#### DOCUMENT PASSAGE
=-=-=-=-=

Corporations-Double liability of stockholders-Title of laws-Bank receivers-Judicial powers-Allowance of claims-Impairing obligation of contracts-Amending charter.

1. One to whom a certificate of stock in a state bank is issued, and who receives dividends thereon for several years, cannot escape the double liability imposed on stockholders by the banking act of 1887, § 46, on the ground that he was not an original subscriber to the stock, and that no formal transfer from such a subscriber to him appears on the bank books.

2. A stockholder in a bank, who has received dividends for years, cannot after the bank has become insolvent and gone into a receiver's hands, repudiate his double liability to creditors imposed by the banking act of 1887, § 46, on the ground that he was induced to become a stockholder by the fraud of the officers of the bank.

3. The banking act of 1887, entitled "An act to revise the laws authorizing the business of banking, and to establish a banking department for the supervision of such business," though capable of being subdivided, and enacted into several laws, has but one general object, and does not violate Const. Art. 4, § 20, which provides that no law shall embrace more than one object, which shall be expressed in its title.

4. The banking act of 1887, § 57, which empowers the receiver of an insolvent bank to allow or reject claims presented against the bank, subject to review by the court appointing him, does not clothe him with judicial powers, in violation of Const, Art. 6, § 1. vesting such powers in specified courts.

=-=-=-=-=

#### Point annotation records
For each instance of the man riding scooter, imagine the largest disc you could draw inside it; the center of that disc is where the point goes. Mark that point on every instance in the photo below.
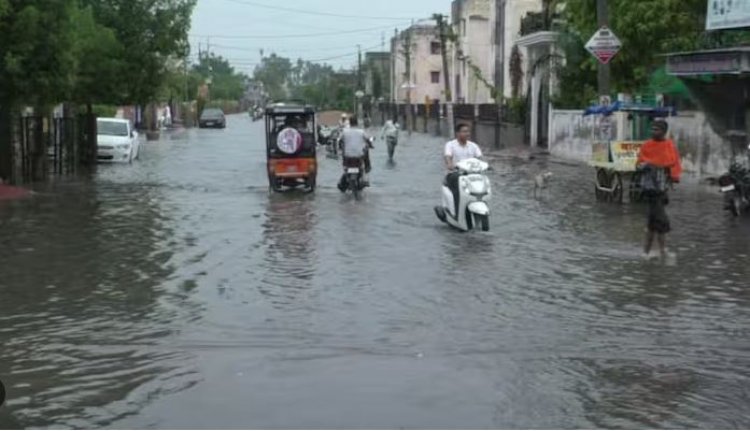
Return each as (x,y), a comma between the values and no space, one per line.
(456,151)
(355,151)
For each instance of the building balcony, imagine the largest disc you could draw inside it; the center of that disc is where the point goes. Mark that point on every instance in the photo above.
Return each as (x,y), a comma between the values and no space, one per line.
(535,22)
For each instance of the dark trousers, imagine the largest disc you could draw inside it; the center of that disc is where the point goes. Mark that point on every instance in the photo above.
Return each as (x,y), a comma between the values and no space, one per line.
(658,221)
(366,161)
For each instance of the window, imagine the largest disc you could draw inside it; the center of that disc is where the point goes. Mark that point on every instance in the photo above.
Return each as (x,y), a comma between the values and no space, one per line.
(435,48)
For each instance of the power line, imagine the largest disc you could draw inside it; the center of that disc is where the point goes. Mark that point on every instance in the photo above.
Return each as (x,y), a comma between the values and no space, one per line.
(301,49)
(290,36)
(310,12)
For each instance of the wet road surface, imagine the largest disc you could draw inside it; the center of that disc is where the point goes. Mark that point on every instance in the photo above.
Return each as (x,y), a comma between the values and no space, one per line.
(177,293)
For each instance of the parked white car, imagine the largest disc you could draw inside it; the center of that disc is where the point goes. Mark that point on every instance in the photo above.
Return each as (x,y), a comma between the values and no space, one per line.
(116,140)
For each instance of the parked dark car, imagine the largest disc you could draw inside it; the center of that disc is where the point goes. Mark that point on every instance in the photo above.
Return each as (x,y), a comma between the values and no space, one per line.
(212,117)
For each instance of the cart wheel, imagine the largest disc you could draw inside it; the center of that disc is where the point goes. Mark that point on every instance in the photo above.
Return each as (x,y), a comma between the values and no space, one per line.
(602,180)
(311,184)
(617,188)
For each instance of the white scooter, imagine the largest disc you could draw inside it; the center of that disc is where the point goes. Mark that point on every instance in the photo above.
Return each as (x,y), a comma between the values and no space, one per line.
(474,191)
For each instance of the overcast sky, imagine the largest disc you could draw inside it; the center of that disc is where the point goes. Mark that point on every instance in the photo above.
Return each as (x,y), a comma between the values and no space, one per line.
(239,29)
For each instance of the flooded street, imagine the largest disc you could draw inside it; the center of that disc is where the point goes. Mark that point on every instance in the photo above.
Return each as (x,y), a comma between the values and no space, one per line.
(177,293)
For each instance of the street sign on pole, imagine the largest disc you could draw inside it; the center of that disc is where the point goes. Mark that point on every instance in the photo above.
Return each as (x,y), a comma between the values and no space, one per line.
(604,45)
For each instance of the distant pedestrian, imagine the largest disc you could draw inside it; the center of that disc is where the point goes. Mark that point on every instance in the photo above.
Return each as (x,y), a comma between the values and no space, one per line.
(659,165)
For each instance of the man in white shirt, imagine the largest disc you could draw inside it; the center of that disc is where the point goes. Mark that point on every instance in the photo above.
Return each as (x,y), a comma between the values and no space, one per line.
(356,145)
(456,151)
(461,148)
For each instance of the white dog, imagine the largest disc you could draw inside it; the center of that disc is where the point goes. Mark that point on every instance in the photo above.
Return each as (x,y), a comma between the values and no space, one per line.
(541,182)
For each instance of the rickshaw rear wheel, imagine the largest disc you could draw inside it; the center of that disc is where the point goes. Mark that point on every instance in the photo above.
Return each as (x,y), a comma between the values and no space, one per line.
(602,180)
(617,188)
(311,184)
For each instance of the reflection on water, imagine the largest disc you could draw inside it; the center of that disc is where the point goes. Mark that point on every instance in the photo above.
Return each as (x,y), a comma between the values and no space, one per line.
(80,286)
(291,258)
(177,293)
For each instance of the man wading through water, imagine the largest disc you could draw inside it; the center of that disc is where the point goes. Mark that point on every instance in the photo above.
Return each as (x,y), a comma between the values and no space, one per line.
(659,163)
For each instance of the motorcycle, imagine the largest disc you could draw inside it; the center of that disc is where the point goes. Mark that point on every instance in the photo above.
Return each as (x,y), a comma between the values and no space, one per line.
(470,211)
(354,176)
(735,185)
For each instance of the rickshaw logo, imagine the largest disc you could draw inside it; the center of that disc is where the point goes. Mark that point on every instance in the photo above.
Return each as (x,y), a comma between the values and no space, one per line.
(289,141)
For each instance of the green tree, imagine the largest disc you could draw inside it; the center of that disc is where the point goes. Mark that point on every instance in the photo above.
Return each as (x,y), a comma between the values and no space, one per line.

=-=-=-=-=

#### YOUR GOAL
Rewrite the paragraph of the document passage above that begins "A stockholder in a bank" as a shorter paragraph that keeps its main facts.

#### TASK ANSWER
A bank stockholder who has received dividends for years cannot, once the bank is insolvent and in a receiver's hands, repudiate the double liability to creditors under § 46 of the banking act of 1887 by claiming that fraud by the bank's officers induced him to become a stockholder.